───── ТЕКСТ ДЛЯ ЧТЕНИЯ
За честь культуры фехтовальщик
Е. Яковлева. Михаил Пиотровский. — М.: Молодая гвардия (ЖЗЛ. Биография продолжается), 2015;
М.Б. Пиотровский. Мой Эрмитаж. — СПб.: Арка; New York: Skira Rizzoli Publications, 2014.
Юбилей М.Б. Пиотровского состоялся в декабре 2014 года, а вот приуроченные к юбилею книги появились недавно. Одна — самого М.Б. Пиотровского, другая о нем.
«Мой Эрмитаж» — книга, в сущности, чисто познавательная. Собственно говоря, книг такого плана и под таким заголовком М.Б. Пиотровский написал несколько, а телевизионных лент с таким же названием подготовил, по его собственному признанию, двести пятьдесят серий, сто из которых придумал сам.
Книга состоит из описания «истории», «географии» и «содержания» Эрмитажа, то есть этапов его становления и сфер его представительства, истории и состава его коллекций, философии музея, рассказа о его знаменитых сотрудниках. Всего пятнадцать главок: «Кому принадлежал Эрмитаж», «Здания и фигуры», «Линия жизни», «Первая эвакуация», «Вторая эвакуация», «Третья эвакуация», «Большой Эрмитаж», «Лестницы и подъезды», «Собиратели», «Хранители», «Разговор культур» и т.д.
Большая культура становится живой и внятной, усваивается и присваивается только в человеческих пропорциях. Это когда занимательно, просто и живо рассказывается о редком, особенном и уникальном. Сил нет, как хочется пересказать все эти ошеломительные коротенькие истории, которые теперь никогда не забудутся. Оказывается, картина Джорджоне «Юдифь» прежде «была дверью шкафа, в чем нет ничего предосудительного», Иорданская лестница — не в честь Иордании, как бы ни радовался родному топониму король Хусейн, — а потому, что по ней процессия выходила прямо к Неве, во льду которой на Крещенье пробивалась купель — «иордань». Оказывается, есть в Эрмитаже и Советская лестница, названная в честь Государственного совета Российской империи; что академик Орбели отказывался увольнять сотрудников дворянского происхождения, мотивируя это собственным происхождением — его род ведет историю с Х и ХII веков, а не со «смешных» ХVIII и ХIХ; что война и блокада — это визгливый хруст битого стекла, покрывающего эрмитажные полы…
В идеале эту книгу надо дарить подросткам. Именно они, подростки, как никто другой, ценят мощную информацию, внятную иерархию смыслов, хорошо интонированный, спокойный голос повествователя, разговор именно что на равных. Книга написана не для того, чтобы рассказать об Эрмитаже, а для того, чтобы заразить Эрмитажем. На редкость целебная вещь. И очень красивая, сделанная в изысканном, истинно эрмитажном духе. Это отчасти и альбом, причем тоже авторского составления, то есть здесь помещены не эмблематичные шедевры, не титульные представительские вещи, а любимые: не «Мадонна Литта», но нежная девочка «Мадонна Бенуа»; если европейский романтизм, то «Мечтатель» К.Д. Фридриха, картины которого покупал Николай I для своих личных покоев; если Галерея 1812 года, то юный А.А. Тучков, — одно из самых красивых лиц русской армии… Но более всего здесь самого Эрмитажа: дивных эрмитажных залов, анфилад, лестниц, заоконных видов, сценок с посетителями и их, посетителей, диалогов с эрмитажными шедеврами, множество портретов сотрудников всех времен — словом, жизнь Дома.
──────────
───── ФРАГМЕНТЫ СТРОК
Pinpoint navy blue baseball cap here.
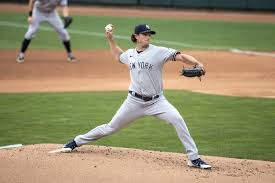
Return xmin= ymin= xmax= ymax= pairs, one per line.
xmin=135 ymin=24 xmax=156 ymax=34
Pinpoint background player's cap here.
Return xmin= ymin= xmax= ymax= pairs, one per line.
xmin=135 ymin=24 xmax=156 ymax=34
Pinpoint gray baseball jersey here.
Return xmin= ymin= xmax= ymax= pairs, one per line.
xmin=120 ymin=44 xmax=178 ymax=96
xmin=25 ymin=0 xmax=70 ymax=41
xmin=34 ymin=0 xmax=68 ymax=13
xmin=74 ymin=44 xmax=202 ymax=160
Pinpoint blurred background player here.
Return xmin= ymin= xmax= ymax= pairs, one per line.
xmin=16 ymin=0 xmax=76 ymax=63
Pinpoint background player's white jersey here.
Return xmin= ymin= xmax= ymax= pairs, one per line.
xmin=34 ymin=0 xmax=68 ymax=13
xmin=120 ymin=44 xmax=178 ymax=96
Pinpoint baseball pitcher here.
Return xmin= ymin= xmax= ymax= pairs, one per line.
xmin=62 ymin=24 xmax=211 ymax=169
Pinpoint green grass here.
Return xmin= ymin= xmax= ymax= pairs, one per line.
xmin=0 ymin=12 xmax=275 ymax=51
xmin=0 ymin=91 xmax=275 ymax=161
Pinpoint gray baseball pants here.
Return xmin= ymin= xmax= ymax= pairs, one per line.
xmin=74 ymin=94 xmax=199 ymax=160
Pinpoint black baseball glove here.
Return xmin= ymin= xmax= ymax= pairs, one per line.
xmin=63 ymin=16 xmax=73 ymax=29
xmin=180 ymin=66 xmax=205 ymax=77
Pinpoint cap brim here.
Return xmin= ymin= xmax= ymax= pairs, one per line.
xmin=140 ymin=30 xmax=156 ymax=34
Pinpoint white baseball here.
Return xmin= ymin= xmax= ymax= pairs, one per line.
xmin=105 ymin=24 xmax=113 ymax=32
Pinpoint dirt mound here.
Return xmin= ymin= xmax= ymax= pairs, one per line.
xmin=0 ymin=144 xmax=275 ymax=183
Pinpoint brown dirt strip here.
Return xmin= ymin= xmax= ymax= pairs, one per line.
xmin=0 ymin=144 xmax=275 ymax=183
xmin=0 ymin=50 xmax=275 ymax=97
xmin=0 ymin=3 xmax=275 ymax=23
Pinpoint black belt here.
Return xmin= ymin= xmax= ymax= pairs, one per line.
xmin=129 ymin=91 xmax=159 ymax=102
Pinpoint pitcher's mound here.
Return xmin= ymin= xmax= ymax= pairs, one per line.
xmin=0 ymin=144 xmax=275 ymax=183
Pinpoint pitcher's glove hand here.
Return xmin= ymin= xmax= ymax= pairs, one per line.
xmin=180 ymin=66 xmax=205 ymax=78
xmin=63 ymin=17 xmax=73 ymax=29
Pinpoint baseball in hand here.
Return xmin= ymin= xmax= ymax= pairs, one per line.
xmin=105 ymin=24 xmax=113 ymax=32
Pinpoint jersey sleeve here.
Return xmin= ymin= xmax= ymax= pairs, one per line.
xmin=159 ymin=47 xmax=180 ymax=62
xmin=60 ymin=0 xmax=68 ymax=6
xmin=119 ymin=51 xmax=128 ymax=64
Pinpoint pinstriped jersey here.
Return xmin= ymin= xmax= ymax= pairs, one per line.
xmin=34 ymin=0 xmax=68 ymax=13
xmin=120 ymin=44 xmax=179 ymax=96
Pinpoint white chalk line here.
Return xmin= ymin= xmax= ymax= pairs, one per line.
xmin=0 ymin=21 xmax=275 ymax=58
xmin=0 ymin=144 xmax=23 ymax=149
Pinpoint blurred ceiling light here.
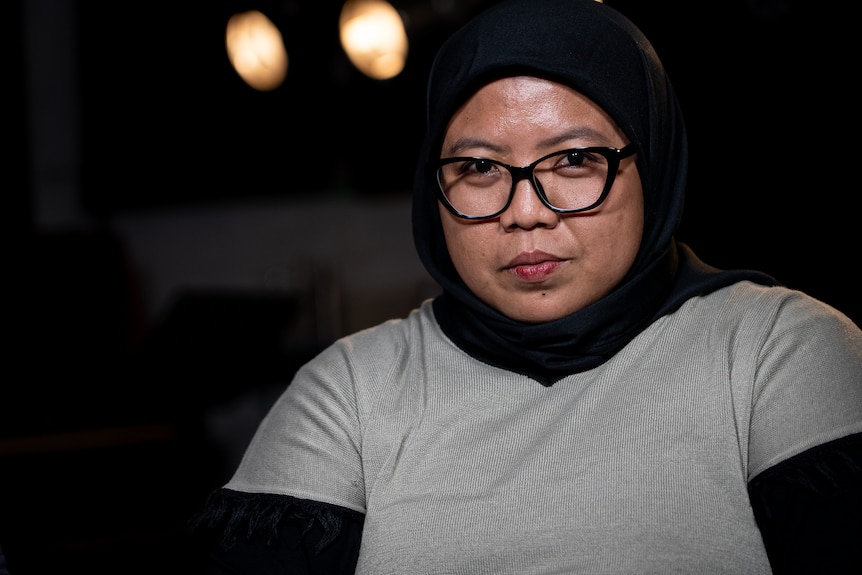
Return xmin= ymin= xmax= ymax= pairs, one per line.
xmin=338 ymin=0 xmax=407 ymax=80
xmin=225 ymin=10 xmax=287 ymax=92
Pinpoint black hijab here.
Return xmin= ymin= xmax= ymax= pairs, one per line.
xmin=413 ymin=0 xmax=776 ymax=385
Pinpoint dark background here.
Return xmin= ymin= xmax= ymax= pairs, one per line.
xmin=0 ymin=0 xmax=862 ymax=575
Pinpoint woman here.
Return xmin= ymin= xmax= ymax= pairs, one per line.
xmin=198 ymin=0 xmax=862 ymax=575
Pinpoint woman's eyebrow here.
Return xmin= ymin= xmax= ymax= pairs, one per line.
xmin=443 ymin=138 xmax=509 ymax=156
xmin=539 ymin=126 xmax=610 ymax=148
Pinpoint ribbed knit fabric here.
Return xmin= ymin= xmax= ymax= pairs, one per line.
xmin=226 ymin=282 xmax=862 ymax=575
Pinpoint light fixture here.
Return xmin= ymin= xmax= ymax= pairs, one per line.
xmin=339 ymin=0 xmax=407 ymax=80
xmin=225 ymin=10 xmax=288 ymax=91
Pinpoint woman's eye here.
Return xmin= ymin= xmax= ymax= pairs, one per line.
xmin=562 ymin=152 xmax=587 ymax=166
xmin=469 ymin=159 xmax=497 ymax=174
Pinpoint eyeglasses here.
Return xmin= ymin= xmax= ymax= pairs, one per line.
xmin=437 ymin=144 xmax=635 ymax=220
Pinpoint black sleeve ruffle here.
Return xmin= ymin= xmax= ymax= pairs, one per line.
xmin=748 ymin=433 xmax=862 ymax=575
xmin=191 ymin=489 xmax=365 ymax=575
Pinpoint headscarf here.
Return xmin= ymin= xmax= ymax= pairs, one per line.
xmin=413 ymin=0 xmax=776 ymax=385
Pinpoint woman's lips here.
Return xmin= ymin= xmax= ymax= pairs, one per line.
xmin=505 ymin=251 xmax=563 ymax=282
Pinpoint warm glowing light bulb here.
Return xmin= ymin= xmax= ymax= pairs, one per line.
xmin=339 ymin=0 xmax=407 ymax=80
xmin=225 ymin=10 xmax=288 ymax=91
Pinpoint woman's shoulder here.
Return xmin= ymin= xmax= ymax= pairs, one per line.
xmin=298 ymin=299 xmax=443 ymax=394
xmin=700 ymin=281 xmax=858 ymax=331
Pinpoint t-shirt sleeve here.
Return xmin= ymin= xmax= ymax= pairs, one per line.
xmin=225 ymin=340 xmax=365 ymax=513
xmin=744 ymin=290 xmax=862 ymax=479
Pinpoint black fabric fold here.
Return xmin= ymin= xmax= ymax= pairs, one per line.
xmin=748 ymin=433 xmax=862 ymax=575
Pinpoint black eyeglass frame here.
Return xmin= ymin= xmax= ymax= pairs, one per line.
xmin=434 ymin=144 xmax=635 ymax=220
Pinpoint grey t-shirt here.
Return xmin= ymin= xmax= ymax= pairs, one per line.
xmin=225 ymin=282 xmax=862 ymax=575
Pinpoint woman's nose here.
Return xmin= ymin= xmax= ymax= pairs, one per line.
xmin=500 ymin=178 xmax=559 ymax=229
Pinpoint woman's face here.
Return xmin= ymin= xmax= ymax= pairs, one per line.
xmin=440 ymin=76 xmax=644 ymax=322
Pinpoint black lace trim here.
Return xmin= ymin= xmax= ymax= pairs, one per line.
xmin=189 ymin=488 xmax=364 ymax=553
xmin=749 ymin=433 xmax=862 ymax=504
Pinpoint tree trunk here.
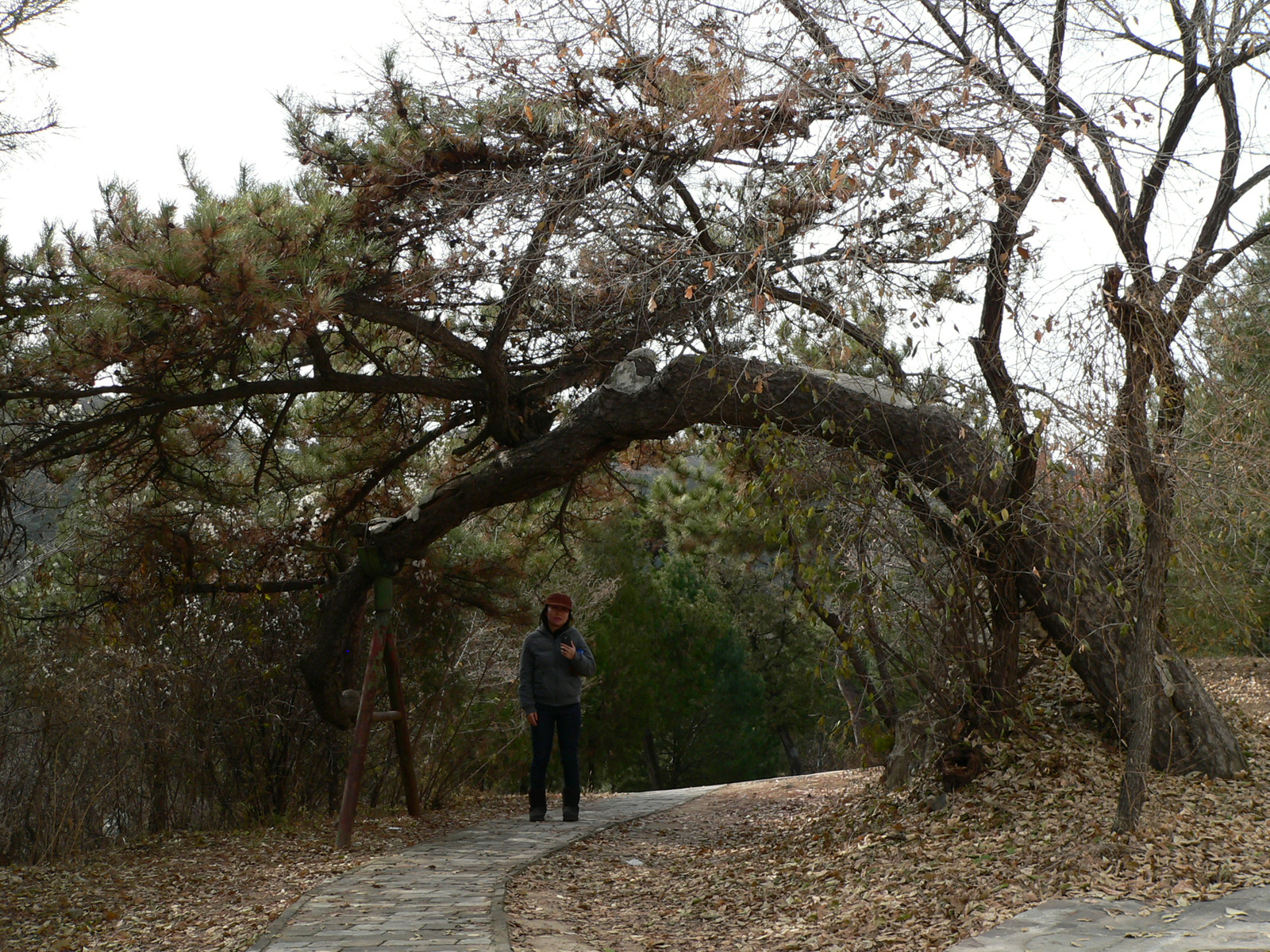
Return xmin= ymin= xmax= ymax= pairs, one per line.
xmin=300 ymin=357 xmax=1247 ymax=777
xmin=776 ymin=724 xmax=802 ymax=777
xmin=644 ymin=731 xmax=662 ymax=789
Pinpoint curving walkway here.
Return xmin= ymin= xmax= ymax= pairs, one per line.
xmin=250 ymin=785 xmax=1270 ymax=952
xmin=250 ymin=787 xmax=719 ymax=952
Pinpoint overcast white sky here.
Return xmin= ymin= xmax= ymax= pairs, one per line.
xmin=0 ymin=0 xmax=439 ymax=250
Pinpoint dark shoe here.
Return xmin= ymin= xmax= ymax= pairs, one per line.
xmin=529 ymin=789 xmax=548 ymax=823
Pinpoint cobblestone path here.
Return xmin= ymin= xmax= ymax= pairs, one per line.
xmin=252 ymin=787 xmax=719 ymax=952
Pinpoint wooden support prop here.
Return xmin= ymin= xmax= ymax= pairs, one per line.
xmin=335 ymin=546 xmax=421 ymax=849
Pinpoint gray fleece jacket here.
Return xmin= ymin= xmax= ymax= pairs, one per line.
xmin=521 ymin=624 xmax=595 ymax=713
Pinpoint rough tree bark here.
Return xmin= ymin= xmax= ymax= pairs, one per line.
xmin=301 ymin=357 xmax=1246 ymax=777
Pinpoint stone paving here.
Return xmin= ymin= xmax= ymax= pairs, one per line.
xmin=249 ymin=787 xmax=1270 ymax=952
xmin=250 ymin=787 xmax=719 ymax=952
xmin=948 ymin=886 xmax=1270 ymax=952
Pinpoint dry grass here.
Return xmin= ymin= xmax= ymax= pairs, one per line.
xmin=0 ymin=658 xmax=1270 ymax=952
xmin=0 ymin=797 xmax=523 ymax=952
xmin=508 ymin=658 xmax=1270 ymax=952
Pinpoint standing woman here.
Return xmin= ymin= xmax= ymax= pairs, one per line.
xmin=521 ymin=592 xmax=595 ymax=823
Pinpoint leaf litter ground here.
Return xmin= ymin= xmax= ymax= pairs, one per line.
xmin=506 ymin=658 xmax=1270 ymax=952
xmin=0 ymin=658 xmax=1270 ymax=952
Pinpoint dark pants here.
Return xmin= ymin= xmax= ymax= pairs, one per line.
xmin=529 ymin=703 xmax=582 ymax=811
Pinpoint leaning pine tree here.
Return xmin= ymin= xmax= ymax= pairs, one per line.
xmin=0 ymin=0 xmax=1270 ymax=829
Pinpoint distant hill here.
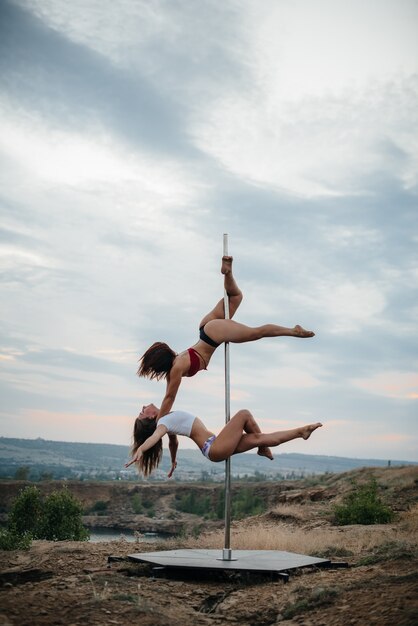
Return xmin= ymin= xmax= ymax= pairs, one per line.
xmin=0 ymin=437 xmax=418 ymax=480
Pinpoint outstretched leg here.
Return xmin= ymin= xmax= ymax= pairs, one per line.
xmin=209 ymin=409 xmax=322 ymax=461
xmin=199 ymin=256 xmax=242 ymax=328
xmin=205 ymin=319 xmax=315 ymax=343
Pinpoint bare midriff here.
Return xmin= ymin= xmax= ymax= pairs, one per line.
xmin=190 ymin=417 xmax=214 ymax=448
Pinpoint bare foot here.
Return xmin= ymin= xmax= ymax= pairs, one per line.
xmin=221 ymin=256 xmax=232 ymax=274
xmin=293 ymin=324 xmax=315 ymax=338
xmin=257 ymin=446 xmax=274 ymax=461
xmin=301 ymin=422 xmax=322 ymax=439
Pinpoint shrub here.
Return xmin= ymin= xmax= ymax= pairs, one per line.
xmin=0 ymin=528 xmax=32 ymax=550
xmin=333 ymin=478 xmax=394 ymax=526
xmin=37 ymin=489 xmax=89 ymax=541
xmin=7 ymin=486 xmax=42 ymax=537
xmin=0 ymin=486 xmax=89 ymax=550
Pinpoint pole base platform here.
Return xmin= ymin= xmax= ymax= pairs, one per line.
xmin=128 ymin=549 xmax=335 ymax=573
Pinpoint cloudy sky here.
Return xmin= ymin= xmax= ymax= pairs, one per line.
xmin=0 ymin=0 xmax=418 ymax=461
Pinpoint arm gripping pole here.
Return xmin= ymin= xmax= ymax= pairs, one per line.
xmin=222 ymin=234 xmax=232 ymax=561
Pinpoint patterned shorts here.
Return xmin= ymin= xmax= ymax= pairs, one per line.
xmin=201 ymin=435 xmax=216 ymax=461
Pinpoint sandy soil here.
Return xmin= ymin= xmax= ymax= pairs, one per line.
xmin=0 ymin=466 xmax=418 ymax=626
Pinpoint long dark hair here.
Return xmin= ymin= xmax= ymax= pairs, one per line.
xmin=137 ymin=341 xmax=177 ymax=380
xmin=131 ymin=417 xmax=163 ymax=476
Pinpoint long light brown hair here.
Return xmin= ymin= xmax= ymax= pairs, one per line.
xmin=131 ymin=417 xmax=163 ymax=476
xmin=137 ymin=341 xmax=177 ymax=380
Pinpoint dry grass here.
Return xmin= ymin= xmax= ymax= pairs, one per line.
xmin=170 ymin=505 xmax=418 ymax=555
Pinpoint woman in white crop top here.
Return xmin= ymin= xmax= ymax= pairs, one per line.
xmin=137 ymin=256 xmax=315 ymax=456
xmin=125 ymin=404 xmax=322 ymax=478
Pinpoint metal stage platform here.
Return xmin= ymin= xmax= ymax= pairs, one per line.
xmin=128 ymin=550 xmax=334 ymax=579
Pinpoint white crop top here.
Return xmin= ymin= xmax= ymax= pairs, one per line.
xmin=157 ymin=411 xmax=196 ymax=437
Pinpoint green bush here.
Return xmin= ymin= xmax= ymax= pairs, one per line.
xmin=0 ymin=528 xmax=32 ymax=550
xmin=0 ymin=486 xmax=89 ymax=550
xmin=7 ymin=486 xmax=43 ymax=537
xmin=333 ymin=478 xmax=394 ymax=526
xmin=37 ymin=489 xmax=89 ymax=541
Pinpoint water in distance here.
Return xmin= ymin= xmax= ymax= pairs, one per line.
xmin=89 ymin=528 xmax=164 ymax=543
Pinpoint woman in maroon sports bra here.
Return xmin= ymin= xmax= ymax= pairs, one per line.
xmin=137 ymin=256 xmax=315 ymax=448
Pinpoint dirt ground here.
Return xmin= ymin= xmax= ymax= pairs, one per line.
xmin=0 ymin=472 xmax=418 ymax=626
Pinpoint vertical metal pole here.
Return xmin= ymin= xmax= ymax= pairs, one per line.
xmin=222 ymin=233 xmax=232 ymax=561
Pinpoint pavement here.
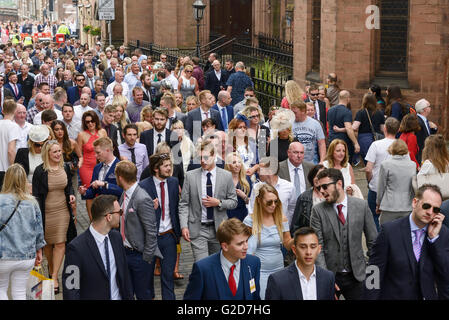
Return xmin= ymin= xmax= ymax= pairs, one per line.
xmin=42 ymin=163 xmax=368 ymax=300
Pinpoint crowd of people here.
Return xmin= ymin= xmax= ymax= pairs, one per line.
xmin=0 ymin=18 xmax=449 ymax=300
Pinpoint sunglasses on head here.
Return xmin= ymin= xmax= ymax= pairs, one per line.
xmin=316 ymin=181 xmax=337 ymax=191
xmin=265 ymin=199 xmax=279 ymax=207
xmin=421 ymin=202 xmax=441 ymax=213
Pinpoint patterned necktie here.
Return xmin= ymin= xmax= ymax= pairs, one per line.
xmin=413 ymin=229 xmax=425 ymax=262
xmin=128 ymin=148 xmax=136 ymax=164
xmin=337 ymin=204 xmax=346 ymax=225
xmin=206 ymin=172 xmax=214 ymax=220
xmin=228 ymin=265 xmax=237 ymax=297
xmin=294 ymin=168 xmax=301 ymax=198
xmin=160 ymin=181 xmax=165 ymax=221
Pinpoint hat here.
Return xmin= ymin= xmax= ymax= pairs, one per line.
xmin=28 ymin=124 xmax=50 ymax=142
xmin=415 ymin=99 xmax=430 ymax=113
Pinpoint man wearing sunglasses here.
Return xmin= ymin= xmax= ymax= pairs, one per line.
xmin=62 ymin=195 xmax=134 ymax=300
xmin=365 ymin=184 xmax=449 ymax=300
xmin=310 ymin=168 xmax=377 ymax=300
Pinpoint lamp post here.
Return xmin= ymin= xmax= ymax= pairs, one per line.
xmin=192 ymin=0 xmax=206 ymax=58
──────────
ЗАДАНИЕ A =>
Верните без изменений отрывок рецензии на книги об Эрмитаже и М.Б. Пиотровском от слов «За честь культуры» до слов «другая о нем.».
ЗАДАНИЕ B =>
Продолжите рецензию на книги об Эрмитаже и М.Б. Пиотровском с того места, на котором она обрывается.

ОТВЕТ A =>
За честь культуры фехтовальщик
Е. Яковлева. Михаил Пиотровский. — М.: Молодая гвардия (ЖЗЛ. Биография продолжается), 2015;
М.Б. Пиотровский. Мой Эрмитаж. — СПб.: Арка; New York: Skira Rizzoli Publications, 2014.
Юбилей М.Б. Пиотровского состоялся в декабре 2014 года, а вот приуроченные к юбилею книги появились недавно. Одна — самого М.Б. Пиотровского, другая о нем.

ОТВЕТ B =>
Но все это событийная сторона повествования. По сути же, перед нами монолог о сущности культуры. До нашего сознания плавно, но упорно и непреклонно доводится мысль, что драгоценные сокровища Эрмитажа есть не только источник наслаждения для посетителей, но прежде всего это свидетельства истории культуры, что они сами по себе — предмет и язык диалога, который ведет современность с историей. Суть книги состоит в понимании истории и культуры не как догматов, а как мира живых человеческих взаимоотношений, мира грандиозного, неизменного и изменчивого, теплого и настоящего.
Энциклопедические знания автора и умение занимательно рассказывать здесь не самоцель. Ценность этой книги не в информации, а в личности пишущего, в том, какой нравственный и культурный феномен представляет собой сам автор, обладающий качеством, которое редко встречается у пишущих. На отсутствие этого качества обращал внимание А.П. Чехов, заметив как-то, что «у наших авторов трудно найти главный элемент творчества — чувство личной свободы».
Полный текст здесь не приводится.